__Instrução dada__
Por favor, filtre os registros abaixo e copie todas as linhas que contêm a palavra "small".

__Conjunto de dados__

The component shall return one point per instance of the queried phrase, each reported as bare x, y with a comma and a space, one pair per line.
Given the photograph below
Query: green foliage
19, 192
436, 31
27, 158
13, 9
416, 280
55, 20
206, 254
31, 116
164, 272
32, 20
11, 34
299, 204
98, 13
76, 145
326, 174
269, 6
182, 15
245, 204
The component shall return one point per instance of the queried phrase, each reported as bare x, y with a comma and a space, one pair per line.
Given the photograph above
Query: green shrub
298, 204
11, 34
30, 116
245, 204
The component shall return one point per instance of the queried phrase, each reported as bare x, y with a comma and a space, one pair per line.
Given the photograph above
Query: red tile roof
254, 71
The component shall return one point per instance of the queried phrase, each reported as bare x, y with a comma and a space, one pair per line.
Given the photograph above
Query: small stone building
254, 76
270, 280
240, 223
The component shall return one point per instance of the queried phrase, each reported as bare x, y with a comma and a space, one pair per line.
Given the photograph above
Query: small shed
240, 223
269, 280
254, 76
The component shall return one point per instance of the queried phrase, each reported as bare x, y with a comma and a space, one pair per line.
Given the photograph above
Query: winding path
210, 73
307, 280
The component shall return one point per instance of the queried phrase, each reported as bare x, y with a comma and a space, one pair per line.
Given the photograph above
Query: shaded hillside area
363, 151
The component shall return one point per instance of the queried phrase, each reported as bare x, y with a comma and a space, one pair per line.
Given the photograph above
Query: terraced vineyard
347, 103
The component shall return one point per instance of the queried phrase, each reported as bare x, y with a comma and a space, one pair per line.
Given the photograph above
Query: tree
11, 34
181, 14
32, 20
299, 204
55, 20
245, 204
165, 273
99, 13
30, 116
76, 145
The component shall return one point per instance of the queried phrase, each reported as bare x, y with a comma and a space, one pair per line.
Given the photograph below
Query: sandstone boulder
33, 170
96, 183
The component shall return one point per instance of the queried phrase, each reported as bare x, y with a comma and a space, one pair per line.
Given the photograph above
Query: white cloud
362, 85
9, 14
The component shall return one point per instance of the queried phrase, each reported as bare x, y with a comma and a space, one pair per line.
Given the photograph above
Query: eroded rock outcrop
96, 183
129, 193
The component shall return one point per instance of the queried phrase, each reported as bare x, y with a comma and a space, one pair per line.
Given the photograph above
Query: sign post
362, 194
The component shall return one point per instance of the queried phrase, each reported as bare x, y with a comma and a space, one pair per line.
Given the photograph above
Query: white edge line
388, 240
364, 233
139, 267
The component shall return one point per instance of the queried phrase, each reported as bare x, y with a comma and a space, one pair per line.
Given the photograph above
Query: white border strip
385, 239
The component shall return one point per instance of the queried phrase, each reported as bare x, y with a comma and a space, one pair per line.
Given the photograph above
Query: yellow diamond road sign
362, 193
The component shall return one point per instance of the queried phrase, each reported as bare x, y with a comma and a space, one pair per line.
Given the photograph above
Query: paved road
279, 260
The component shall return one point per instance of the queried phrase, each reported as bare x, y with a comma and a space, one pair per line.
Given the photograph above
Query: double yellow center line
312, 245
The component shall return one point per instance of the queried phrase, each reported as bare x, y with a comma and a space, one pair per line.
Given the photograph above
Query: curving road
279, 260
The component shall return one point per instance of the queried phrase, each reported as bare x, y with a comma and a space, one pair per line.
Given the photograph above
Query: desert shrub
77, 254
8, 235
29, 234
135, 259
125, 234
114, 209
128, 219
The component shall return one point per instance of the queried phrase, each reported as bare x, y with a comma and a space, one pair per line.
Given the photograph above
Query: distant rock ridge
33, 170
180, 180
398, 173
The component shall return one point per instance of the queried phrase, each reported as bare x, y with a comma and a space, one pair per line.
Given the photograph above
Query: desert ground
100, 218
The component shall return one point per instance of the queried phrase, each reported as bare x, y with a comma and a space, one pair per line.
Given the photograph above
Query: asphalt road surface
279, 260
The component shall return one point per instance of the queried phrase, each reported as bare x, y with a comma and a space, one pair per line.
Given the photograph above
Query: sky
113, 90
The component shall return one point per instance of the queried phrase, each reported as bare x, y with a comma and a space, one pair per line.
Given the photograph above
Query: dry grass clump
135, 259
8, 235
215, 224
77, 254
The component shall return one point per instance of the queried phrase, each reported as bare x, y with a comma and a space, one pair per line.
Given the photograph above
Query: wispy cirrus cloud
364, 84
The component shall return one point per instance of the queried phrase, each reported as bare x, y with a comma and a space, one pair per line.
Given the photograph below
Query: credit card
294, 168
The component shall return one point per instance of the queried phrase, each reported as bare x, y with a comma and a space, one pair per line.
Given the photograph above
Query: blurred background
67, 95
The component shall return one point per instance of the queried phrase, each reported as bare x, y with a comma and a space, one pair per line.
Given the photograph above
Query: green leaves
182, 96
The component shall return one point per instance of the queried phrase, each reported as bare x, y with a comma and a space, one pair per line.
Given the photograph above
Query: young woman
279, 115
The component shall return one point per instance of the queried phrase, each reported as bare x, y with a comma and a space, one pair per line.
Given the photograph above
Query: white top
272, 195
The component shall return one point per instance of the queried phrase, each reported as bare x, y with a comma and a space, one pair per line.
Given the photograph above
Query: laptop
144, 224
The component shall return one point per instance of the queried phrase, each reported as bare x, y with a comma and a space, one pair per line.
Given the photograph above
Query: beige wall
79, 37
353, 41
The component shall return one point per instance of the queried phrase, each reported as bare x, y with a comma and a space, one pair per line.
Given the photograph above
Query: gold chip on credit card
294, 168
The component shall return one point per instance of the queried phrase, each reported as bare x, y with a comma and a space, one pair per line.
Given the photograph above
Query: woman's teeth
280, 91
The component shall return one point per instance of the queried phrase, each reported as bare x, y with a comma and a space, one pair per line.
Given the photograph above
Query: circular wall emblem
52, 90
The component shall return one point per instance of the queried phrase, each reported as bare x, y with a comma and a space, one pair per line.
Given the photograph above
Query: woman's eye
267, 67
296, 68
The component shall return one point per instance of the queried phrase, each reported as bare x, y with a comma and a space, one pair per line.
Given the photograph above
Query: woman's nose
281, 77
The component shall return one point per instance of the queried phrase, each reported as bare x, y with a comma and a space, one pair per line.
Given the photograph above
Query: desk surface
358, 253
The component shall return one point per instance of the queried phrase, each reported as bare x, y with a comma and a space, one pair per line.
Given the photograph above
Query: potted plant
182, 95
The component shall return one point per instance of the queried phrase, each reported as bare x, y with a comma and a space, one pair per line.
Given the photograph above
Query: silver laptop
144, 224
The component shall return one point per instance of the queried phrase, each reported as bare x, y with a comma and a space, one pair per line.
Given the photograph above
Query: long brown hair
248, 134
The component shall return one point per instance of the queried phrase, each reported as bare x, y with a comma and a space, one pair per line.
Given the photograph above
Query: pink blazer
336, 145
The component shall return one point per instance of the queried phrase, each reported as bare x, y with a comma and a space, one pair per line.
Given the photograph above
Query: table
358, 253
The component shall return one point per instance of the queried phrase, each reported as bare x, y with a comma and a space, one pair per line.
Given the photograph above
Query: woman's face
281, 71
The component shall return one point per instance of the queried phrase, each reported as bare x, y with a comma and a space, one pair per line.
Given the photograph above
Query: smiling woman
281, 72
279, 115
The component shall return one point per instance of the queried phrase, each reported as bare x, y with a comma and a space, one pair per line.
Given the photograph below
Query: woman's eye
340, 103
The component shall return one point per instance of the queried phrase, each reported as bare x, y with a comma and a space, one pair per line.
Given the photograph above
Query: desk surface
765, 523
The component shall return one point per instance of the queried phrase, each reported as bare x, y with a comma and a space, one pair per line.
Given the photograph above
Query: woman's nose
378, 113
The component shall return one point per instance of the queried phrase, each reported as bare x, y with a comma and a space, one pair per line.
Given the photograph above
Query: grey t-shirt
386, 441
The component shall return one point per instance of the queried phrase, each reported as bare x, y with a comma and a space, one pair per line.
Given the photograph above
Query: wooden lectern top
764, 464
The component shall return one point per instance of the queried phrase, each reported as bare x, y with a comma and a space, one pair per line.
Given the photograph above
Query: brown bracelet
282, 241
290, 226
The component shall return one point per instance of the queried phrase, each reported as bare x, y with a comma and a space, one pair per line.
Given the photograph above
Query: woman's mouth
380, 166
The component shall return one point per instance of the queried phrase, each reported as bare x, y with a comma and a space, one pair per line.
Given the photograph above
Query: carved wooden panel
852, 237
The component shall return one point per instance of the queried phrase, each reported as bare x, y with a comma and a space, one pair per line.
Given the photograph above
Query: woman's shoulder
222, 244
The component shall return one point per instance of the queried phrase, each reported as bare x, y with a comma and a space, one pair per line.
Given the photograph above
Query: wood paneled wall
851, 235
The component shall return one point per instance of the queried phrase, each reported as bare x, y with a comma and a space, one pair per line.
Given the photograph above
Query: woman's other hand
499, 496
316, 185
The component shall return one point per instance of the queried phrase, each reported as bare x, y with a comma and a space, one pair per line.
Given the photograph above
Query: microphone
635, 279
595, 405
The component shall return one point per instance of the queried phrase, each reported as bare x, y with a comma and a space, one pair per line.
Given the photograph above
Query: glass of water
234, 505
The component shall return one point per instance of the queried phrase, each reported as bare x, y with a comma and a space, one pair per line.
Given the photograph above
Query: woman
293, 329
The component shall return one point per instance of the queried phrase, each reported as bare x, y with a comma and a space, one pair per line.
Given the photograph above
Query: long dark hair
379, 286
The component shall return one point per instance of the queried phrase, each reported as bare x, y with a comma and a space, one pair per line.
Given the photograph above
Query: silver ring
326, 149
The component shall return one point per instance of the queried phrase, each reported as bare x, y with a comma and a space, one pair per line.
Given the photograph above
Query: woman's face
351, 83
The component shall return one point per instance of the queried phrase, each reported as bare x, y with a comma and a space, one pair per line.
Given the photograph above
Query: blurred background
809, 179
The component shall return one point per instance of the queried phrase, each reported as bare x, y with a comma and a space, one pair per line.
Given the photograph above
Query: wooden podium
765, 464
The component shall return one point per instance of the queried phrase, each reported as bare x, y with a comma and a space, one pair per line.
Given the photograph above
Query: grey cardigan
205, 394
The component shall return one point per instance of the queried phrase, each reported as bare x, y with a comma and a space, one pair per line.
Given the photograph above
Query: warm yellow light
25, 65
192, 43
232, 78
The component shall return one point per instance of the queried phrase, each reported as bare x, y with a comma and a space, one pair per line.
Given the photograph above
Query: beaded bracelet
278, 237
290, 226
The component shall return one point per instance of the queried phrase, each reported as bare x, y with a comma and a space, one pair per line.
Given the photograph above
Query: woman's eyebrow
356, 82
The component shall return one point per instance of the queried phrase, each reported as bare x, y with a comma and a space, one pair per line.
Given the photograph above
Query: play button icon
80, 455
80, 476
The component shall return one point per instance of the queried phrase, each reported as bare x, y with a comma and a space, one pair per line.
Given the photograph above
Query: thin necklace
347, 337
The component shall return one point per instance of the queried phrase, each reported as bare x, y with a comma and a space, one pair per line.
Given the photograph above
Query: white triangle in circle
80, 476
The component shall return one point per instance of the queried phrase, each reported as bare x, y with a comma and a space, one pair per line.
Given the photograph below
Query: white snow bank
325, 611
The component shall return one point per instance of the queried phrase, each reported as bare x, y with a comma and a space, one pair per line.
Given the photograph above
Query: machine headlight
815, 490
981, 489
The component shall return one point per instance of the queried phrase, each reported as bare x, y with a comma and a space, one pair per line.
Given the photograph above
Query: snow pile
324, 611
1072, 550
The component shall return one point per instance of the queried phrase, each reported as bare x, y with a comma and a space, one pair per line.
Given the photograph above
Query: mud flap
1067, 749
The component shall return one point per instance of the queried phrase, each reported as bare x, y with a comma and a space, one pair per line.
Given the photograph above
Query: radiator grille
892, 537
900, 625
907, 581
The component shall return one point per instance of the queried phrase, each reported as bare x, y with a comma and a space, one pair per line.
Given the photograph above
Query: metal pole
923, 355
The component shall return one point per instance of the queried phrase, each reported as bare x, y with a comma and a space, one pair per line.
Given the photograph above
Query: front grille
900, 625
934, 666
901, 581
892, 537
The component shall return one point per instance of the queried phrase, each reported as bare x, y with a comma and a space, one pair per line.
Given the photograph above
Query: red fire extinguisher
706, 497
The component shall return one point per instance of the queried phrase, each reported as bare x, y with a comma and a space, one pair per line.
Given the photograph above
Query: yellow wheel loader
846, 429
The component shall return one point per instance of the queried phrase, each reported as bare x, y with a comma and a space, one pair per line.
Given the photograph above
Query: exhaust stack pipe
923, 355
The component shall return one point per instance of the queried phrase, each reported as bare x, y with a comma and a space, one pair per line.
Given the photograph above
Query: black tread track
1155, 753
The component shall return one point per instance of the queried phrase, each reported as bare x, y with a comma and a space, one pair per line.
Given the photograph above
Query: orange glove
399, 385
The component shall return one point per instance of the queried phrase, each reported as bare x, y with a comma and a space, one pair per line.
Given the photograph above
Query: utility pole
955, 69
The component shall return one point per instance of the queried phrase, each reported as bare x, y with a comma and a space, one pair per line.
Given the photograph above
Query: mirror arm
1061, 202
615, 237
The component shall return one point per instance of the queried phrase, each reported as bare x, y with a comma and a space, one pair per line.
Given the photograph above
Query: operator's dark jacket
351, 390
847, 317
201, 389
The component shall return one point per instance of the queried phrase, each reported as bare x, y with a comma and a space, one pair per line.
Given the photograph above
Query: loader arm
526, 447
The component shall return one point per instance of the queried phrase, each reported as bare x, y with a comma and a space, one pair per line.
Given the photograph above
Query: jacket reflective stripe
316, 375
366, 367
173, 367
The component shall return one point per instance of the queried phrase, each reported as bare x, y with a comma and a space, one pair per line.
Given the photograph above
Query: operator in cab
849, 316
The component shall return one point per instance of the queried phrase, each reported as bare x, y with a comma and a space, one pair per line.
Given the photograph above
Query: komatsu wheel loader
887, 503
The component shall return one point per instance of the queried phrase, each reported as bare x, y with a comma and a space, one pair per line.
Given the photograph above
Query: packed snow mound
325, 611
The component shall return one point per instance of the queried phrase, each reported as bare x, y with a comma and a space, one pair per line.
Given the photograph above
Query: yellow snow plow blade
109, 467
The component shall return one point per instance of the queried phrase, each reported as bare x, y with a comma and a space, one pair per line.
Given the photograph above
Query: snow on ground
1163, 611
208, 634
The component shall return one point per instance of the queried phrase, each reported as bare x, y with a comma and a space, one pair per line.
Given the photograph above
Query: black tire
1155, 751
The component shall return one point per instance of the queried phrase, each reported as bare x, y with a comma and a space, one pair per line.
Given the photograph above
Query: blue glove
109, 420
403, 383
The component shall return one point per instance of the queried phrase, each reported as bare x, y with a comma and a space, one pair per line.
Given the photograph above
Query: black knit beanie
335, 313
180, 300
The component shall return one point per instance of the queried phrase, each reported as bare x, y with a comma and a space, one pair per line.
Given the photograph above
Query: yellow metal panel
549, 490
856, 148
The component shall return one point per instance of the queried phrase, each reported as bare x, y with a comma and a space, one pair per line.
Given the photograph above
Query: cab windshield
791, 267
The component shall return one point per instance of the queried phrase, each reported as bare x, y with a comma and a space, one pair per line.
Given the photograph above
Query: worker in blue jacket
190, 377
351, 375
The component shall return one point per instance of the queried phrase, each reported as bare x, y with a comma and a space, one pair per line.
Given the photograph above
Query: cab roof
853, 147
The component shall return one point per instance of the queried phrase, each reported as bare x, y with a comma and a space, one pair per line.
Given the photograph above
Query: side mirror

__Resposta final__
Query: small stone building
Query: small shed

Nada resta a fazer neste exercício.